Take the data below and copy exactly the lines starting at the one with "Target: cup rim" and finishing at the one with "Target: red metal rod", both included.

─── LISTED RECORDS ───

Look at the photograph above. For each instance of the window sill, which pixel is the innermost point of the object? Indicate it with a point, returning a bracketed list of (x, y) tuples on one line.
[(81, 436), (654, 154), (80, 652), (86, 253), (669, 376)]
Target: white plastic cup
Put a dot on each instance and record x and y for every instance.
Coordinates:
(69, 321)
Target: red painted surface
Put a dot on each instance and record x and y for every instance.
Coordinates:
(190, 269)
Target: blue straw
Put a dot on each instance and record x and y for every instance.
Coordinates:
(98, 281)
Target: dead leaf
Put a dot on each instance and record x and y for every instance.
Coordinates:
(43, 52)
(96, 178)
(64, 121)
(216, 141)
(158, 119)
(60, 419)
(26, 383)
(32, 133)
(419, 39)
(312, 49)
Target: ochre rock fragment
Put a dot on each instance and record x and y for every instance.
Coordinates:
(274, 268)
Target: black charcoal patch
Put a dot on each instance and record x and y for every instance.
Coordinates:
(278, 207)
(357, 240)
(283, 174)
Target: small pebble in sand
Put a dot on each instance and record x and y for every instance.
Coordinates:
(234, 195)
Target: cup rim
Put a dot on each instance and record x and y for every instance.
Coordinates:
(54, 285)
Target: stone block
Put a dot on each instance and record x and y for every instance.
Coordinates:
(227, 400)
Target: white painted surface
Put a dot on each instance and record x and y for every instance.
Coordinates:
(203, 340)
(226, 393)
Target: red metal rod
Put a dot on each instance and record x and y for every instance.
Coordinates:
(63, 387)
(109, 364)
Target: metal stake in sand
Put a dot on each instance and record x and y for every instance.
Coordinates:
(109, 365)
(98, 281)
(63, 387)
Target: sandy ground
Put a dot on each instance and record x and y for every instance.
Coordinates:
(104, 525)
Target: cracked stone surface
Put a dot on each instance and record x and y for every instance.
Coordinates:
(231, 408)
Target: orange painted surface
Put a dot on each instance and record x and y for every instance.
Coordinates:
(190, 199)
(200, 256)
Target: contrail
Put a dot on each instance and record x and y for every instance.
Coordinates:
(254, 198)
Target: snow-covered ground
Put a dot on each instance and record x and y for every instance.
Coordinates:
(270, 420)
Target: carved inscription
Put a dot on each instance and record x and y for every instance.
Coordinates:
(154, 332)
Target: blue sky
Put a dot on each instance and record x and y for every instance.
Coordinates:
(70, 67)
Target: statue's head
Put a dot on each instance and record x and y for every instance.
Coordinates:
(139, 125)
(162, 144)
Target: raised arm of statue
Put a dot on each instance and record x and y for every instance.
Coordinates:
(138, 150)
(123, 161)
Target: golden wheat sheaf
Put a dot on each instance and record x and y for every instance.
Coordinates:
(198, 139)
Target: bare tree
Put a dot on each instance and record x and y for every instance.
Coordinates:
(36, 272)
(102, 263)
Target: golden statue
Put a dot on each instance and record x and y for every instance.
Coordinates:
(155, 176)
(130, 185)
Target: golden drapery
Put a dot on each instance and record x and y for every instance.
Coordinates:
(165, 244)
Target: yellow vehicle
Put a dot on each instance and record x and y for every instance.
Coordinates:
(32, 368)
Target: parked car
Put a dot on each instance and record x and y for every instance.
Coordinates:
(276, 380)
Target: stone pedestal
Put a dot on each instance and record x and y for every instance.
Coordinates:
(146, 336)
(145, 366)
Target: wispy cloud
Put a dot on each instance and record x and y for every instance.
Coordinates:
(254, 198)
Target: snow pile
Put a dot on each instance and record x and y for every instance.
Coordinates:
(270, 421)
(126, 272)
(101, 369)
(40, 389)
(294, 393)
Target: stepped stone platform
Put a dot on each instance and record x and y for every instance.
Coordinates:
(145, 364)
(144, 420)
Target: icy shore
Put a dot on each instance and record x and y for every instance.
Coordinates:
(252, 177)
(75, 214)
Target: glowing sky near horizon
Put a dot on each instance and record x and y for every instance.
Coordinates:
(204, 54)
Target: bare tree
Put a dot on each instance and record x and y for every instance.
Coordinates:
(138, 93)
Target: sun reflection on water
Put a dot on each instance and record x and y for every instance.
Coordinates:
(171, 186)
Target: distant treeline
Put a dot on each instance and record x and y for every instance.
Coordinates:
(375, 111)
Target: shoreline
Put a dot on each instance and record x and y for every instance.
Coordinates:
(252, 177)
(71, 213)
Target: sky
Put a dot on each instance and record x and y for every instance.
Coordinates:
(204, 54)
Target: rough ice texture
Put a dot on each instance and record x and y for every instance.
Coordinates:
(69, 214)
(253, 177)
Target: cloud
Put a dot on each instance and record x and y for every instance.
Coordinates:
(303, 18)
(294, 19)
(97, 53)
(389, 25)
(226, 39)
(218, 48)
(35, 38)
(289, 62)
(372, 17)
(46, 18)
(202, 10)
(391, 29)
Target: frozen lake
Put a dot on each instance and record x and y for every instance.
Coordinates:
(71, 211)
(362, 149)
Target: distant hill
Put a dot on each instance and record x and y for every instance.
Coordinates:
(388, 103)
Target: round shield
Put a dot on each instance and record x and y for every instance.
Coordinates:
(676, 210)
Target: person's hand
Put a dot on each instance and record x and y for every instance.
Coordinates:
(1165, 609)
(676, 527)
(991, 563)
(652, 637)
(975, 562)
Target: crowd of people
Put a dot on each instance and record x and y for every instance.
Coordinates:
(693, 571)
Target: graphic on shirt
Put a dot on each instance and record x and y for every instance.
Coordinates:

───

RESPONSE>
Target: cup rim
Put a dot on each instance and record x and y for every instance.
Coordinates:
(54, 285)
Target: stone block
Put a dot on each instance and record x and y for every instance.
Coordinates:
(227, 400)
Target: white painted surface
Put a dot on each instance and record x and y for every instance.
Coordinates:
(203, 340)
(226, 393)
Target: red metal rod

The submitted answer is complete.